(Pointing dataset records)
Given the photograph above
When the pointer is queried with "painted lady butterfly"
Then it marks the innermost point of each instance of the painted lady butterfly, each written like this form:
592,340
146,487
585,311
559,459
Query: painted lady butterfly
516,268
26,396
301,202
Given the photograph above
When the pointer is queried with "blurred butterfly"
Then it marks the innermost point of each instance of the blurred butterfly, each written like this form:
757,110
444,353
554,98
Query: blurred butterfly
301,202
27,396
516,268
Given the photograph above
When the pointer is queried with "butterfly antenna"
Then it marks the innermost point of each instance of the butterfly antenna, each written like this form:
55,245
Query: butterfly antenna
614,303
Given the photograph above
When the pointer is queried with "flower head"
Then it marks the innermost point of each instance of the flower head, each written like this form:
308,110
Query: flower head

--

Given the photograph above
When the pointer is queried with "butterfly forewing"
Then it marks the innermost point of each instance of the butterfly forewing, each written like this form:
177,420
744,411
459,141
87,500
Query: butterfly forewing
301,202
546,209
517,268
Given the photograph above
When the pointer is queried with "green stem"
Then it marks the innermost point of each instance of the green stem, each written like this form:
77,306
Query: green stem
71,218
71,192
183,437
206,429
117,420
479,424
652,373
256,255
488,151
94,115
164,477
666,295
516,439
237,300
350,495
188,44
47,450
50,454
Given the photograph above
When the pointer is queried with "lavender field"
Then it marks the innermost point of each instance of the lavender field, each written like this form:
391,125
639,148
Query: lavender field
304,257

--

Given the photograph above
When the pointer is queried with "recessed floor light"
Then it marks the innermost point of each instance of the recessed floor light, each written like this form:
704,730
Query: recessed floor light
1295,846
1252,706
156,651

# TASK
Pick out and copy each line of the material that contains the word "When". Capitalization must match.

# TASK ANSWER
When the pointer is queried with "painted lady butterfly"
When the pointer is queried with "blurred butterfly"
When the pointer is queried with "butterfly antenna"
When the pointer is queried with "flower head"
When the pointer is queried with "butterfly forewing"
When the pointer is queried with "green stem"
When the pointer is queried with "lavender field"
When the pointer is queried with "recessed floor light"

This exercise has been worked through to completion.